··· EXTRACTED DATA
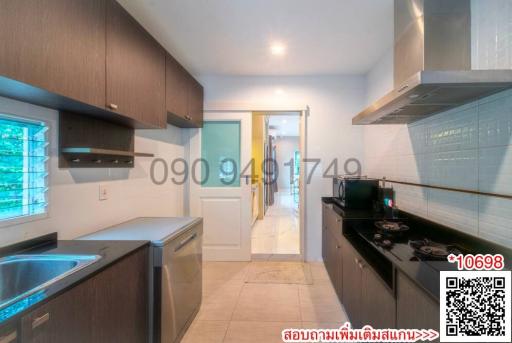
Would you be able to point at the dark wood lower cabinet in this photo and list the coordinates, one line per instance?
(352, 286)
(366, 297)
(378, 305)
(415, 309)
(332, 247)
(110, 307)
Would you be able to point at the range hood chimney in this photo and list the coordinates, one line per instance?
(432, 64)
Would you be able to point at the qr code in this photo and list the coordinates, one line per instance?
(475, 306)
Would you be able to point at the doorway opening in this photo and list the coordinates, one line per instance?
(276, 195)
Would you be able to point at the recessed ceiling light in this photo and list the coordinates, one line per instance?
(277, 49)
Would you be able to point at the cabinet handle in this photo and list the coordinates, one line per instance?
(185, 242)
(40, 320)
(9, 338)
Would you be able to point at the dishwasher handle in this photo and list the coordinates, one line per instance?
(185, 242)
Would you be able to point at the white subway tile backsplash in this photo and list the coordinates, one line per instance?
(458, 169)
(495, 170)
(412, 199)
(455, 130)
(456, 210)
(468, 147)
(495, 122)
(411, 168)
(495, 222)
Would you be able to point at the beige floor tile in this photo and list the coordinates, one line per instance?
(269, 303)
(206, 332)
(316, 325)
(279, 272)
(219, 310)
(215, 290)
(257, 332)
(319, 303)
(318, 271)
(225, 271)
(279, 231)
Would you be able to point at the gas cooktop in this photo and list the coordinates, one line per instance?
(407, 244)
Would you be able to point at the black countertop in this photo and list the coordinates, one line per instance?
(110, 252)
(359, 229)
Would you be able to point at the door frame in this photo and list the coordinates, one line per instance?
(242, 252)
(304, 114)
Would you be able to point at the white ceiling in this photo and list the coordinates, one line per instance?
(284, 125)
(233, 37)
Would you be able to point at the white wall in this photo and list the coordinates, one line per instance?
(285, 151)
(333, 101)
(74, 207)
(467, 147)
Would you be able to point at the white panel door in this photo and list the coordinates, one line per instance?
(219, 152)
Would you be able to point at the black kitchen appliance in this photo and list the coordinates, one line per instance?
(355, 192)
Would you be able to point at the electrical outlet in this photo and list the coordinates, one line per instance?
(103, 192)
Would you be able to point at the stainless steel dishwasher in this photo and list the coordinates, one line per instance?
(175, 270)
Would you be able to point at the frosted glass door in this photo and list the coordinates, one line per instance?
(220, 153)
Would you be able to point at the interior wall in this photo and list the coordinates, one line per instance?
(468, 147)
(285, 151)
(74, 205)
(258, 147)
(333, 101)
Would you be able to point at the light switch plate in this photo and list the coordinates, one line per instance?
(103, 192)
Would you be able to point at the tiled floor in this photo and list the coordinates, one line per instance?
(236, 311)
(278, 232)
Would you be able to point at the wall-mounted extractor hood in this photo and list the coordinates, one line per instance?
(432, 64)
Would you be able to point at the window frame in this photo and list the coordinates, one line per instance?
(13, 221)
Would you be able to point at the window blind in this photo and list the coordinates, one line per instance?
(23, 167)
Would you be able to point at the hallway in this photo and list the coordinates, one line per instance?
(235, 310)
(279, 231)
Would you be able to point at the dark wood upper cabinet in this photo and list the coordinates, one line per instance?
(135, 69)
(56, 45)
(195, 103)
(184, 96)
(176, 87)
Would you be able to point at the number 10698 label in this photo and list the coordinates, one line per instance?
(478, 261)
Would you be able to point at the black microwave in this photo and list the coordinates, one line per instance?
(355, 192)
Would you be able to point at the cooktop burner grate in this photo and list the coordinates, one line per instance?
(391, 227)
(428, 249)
······
- **TASK ITEM**: Repeat, without change, each line of the data above from the one that contains "Would you be able to point at the cooktop" through the final line, counting both.

- **SOLUTION**:
Would you be able to point at the cooktop burner grate in this photo and list the coordinates, one line per instance?
(391, 227)
(428, 249)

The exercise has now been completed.